§ INSTRUÇÕES
1) Informe se cada afirmação a seguir está de acordo com o trecho sobre o futebol chinês e responda sim ou não, citando literalmente as palavras do trecho que decidem a questão.
(a) O Jiangsu FC foi expulso pela CFA por causa da crise financeira da Suning.
(b) O plano chinês para o futebol se estende até 2040.
(c) A seleção chinesa ocupa hoje a 20ª posição no ranking da Fifa.
2) Com base no trecho sobre o futebol chinês, responda às perguntas abaixo.
(a) Quantos ministérios, comissões e agências estão envolvidos no esforço chinês?
(b) A que posição a China chegou no ranking dos que mais gastam para contratar jogadores?
(c) Em que ano teve início o movimento de que a dissolução do Jiangsu é reflexo?
3) Resuma em duas frases o trecho sobre o futebol chinês.

Por que a China mudou de rota, mas não deixará de investir no futebol

As autoridades chinesas identificaram no futebol o seu caráter geopolítico e a possibilidade de usá-lo como instrumento das relações internacionai

A lista de clubes que participarão da próxima edição da Superliga Chinesa, divulgada no início desta semana, tem uma ausência notável. O atual campeão Jiangsu FC, que anunciara no dia seguinte ao título o encerramento de suas atividades, foi formalmente expulso pela Associação de Futebol da China (CFA) em razão da crise financeira da Suning, sua principal acionista. A peculiaridade fez com que muitos decretassem a falência do ambicioso projeto do país no futebol.

Mas tratar este momento como o estouro de uma bolha significa incorrer em duas imprecisões. A primeira, de cunho temporal: a dissolução do Jiangsu — e as de pelo menos outros 15 clubes das três primeiras divisões ao longo do último ano — é reflexo de um movimento iniciado ainda em 2017. O segundo é imaginar que os chineses “desistiram” do esporte. Trata-se, na verdade, de uma correção de rumo.

Apesar da paixão de Xi Jinping pelo futebol, a iniciativa passa longe de um devaneio do presidente. Pelo contrário: os chineses foram pragmáticos e traçaram um plano até 2050, com objetivos palpáveis, como sediar um Mundial, e outros ousados, como o de chegar à metade do século entre os 20 primeiros do ranking da Fifa (hoje, a seleção aparece em 74º). Estão envolvidos nesse esforço 11 ministérios, comissões e agências a níveis nacional e local, além do próprio departamento de propaganda do governo.

Em três anos, a China saltou da 20ª para a quinta posição no ranking dos que mais gastam para contratar jogadores, segundo relatório publicado pela Fifa. Nomes relevantes como Oscar, Witsel e Tévez — que acredita-se ter sido o mais bem pago do mundo àquela altura, desembarcaram por lá.

Foi nesse momento que os clubes brasileiros começaram a perder seus jogadores para a Superliga e que torcedores e até a mídia especializada especularam sobre a possibilidade de passarmos as madrugadas assistindo ao Campeonato Chinês.

§ LINHAS LISTADAS
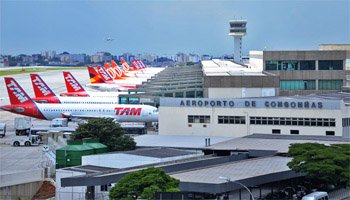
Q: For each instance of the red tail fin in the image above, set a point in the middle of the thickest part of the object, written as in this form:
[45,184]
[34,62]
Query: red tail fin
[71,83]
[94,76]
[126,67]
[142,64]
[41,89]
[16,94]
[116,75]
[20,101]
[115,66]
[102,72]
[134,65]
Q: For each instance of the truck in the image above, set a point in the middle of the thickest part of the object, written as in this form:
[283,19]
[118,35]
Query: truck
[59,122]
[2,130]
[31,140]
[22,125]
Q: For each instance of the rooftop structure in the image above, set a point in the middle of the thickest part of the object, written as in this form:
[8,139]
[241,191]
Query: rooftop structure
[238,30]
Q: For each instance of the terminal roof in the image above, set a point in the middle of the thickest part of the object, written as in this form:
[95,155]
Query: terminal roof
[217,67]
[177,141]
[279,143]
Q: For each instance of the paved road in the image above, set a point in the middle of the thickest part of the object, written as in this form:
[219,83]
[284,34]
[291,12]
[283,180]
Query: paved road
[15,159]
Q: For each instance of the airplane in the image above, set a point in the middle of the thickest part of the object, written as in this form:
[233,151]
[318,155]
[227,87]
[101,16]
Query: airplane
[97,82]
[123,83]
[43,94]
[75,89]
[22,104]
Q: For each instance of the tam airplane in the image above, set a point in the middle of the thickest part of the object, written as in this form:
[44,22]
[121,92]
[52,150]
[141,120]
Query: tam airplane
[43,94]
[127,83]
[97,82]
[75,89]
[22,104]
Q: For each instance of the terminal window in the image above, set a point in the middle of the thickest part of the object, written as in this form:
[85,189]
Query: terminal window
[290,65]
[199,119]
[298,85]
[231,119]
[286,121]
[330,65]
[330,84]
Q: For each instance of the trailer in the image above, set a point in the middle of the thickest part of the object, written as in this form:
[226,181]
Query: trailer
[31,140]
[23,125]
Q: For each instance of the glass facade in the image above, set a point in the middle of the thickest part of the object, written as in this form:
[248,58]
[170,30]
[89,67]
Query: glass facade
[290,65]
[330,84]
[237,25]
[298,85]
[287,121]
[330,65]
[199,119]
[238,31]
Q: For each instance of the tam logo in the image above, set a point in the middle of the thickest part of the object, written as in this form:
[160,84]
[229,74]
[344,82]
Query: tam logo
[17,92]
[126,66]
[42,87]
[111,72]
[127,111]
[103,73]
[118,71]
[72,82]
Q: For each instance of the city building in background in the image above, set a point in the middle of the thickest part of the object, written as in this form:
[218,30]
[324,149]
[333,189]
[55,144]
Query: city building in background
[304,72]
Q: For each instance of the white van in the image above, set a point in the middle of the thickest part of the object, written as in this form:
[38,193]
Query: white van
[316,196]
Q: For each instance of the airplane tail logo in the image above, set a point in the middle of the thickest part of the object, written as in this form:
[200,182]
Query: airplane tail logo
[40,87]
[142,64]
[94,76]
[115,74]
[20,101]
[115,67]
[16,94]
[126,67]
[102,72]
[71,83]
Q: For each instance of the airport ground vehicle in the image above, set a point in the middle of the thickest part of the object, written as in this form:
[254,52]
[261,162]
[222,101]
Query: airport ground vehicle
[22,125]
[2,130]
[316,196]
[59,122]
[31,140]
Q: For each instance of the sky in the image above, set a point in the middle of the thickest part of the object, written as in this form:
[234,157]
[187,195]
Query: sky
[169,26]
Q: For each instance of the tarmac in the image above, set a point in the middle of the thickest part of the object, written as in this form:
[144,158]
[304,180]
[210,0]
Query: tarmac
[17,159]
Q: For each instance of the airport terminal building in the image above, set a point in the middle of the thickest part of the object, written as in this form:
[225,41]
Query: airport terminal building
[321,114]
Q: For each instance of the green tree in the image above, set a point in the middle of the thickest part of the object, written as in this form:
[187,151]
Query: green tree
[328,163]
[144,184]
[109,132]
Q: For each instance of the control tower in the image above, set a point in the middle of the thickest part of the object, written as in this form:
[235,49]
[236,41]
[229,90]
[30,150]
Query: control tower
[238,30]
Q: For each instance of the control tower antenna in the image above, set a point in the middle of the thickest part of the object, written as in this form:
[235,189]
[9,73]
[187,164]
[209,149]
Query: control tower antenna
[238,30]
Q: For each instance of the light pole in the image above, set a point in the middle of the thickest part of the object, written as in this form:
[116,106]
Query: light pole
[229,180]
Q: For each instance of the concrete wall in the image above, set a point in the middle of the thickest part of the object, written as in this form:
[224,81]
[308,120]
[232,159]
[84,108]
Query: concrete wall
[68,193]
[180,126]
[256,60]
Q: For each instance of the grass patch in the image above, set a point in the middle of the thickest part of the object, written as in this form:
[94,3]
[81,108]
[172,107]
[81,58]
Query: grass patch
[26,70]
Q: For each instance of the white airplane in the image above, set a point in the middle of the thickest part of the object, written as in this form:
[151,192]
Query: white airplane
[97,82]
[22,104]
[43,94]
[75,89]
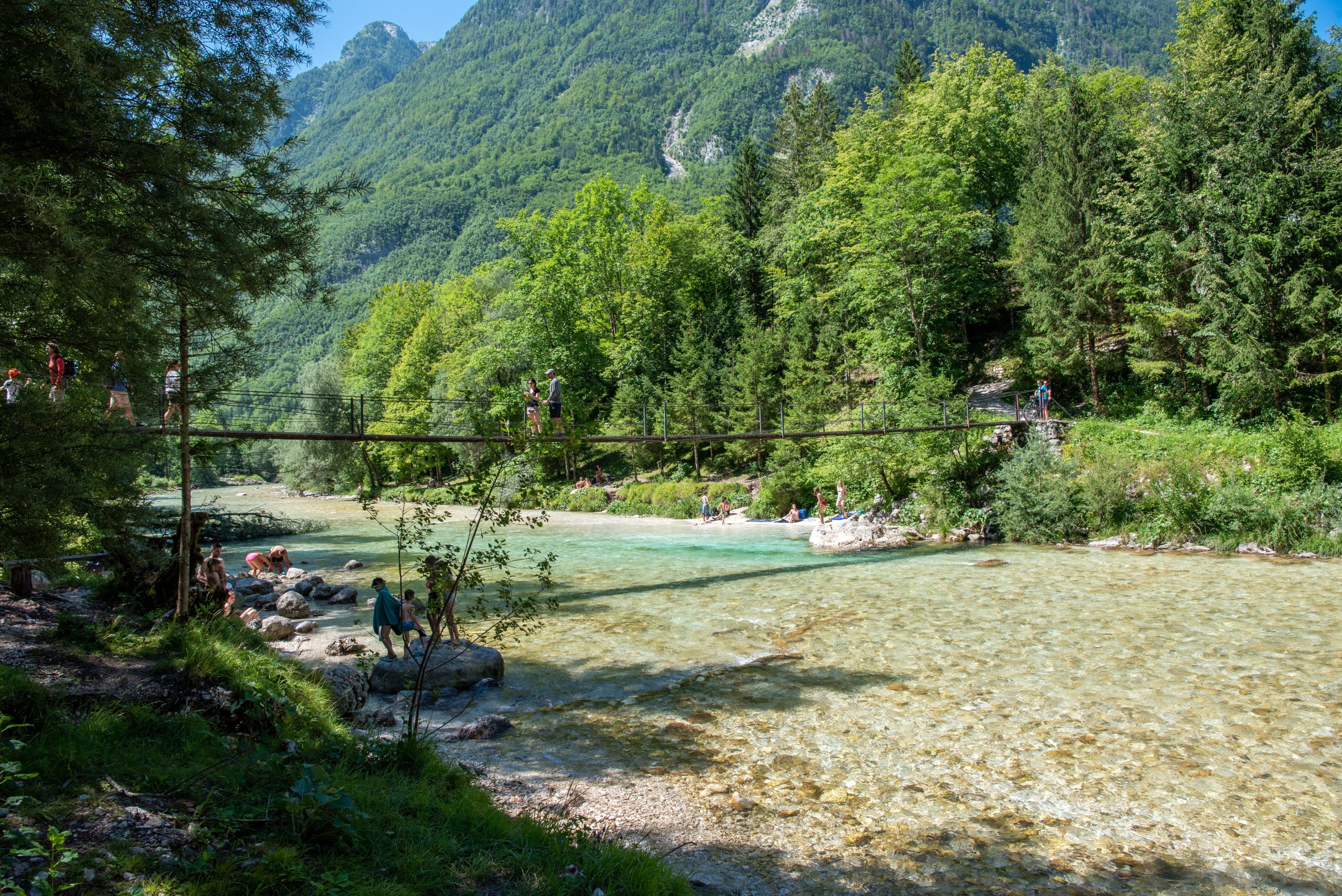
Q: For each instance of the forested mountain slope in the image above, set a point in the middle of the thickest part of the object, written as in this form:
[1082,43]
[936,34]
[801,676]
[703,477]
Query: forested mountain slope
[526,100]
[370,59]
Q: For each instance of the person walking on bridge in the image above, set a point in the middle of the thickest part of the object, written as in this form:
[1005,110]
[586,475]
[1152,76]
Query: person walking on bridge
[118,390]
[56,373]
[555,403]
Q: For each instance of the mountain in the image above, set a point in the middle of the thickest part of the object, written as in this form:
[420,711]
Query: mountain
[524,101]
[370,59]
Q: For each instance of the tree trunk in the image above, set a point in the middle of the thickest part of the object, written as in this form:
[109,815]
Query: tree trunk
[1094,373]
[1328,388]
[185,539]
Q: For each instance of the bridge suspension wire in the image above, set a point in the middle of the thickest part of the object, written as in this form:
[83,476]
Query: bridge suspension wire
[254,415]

§ RESPOSTAS
1)
(a) Sim: "foi formalmente expulso pela Associação de Futebol da China (CFA) em razão da crise financeira da Suning, sua principal acionista"
(b) Não: "traçaram um plano até 2050"
(c) Não: "(hoje, a seleção aparece em 74º)"

2)
(a) 11
(b) À quinta posição
(c) Em 2017

3) A expulsão do atual campeão Jiangsu FC da Superliga Chinesa, em razão da crise financeira da Suning, levou muitos a decretar a falência do projeto chinês no futebol, mas trata-se, na verdade, de uma correção de rumo, reflexo de um movimento iniciado em 2017. O país traçou um plano até 2050, que envolve 11 ministérios, comissões e agências, e em três anos saltou da 20ª para a quinta posição entre os que mais gastam com contratações, atraindo nomes como Oscar, Witsel e Tévez.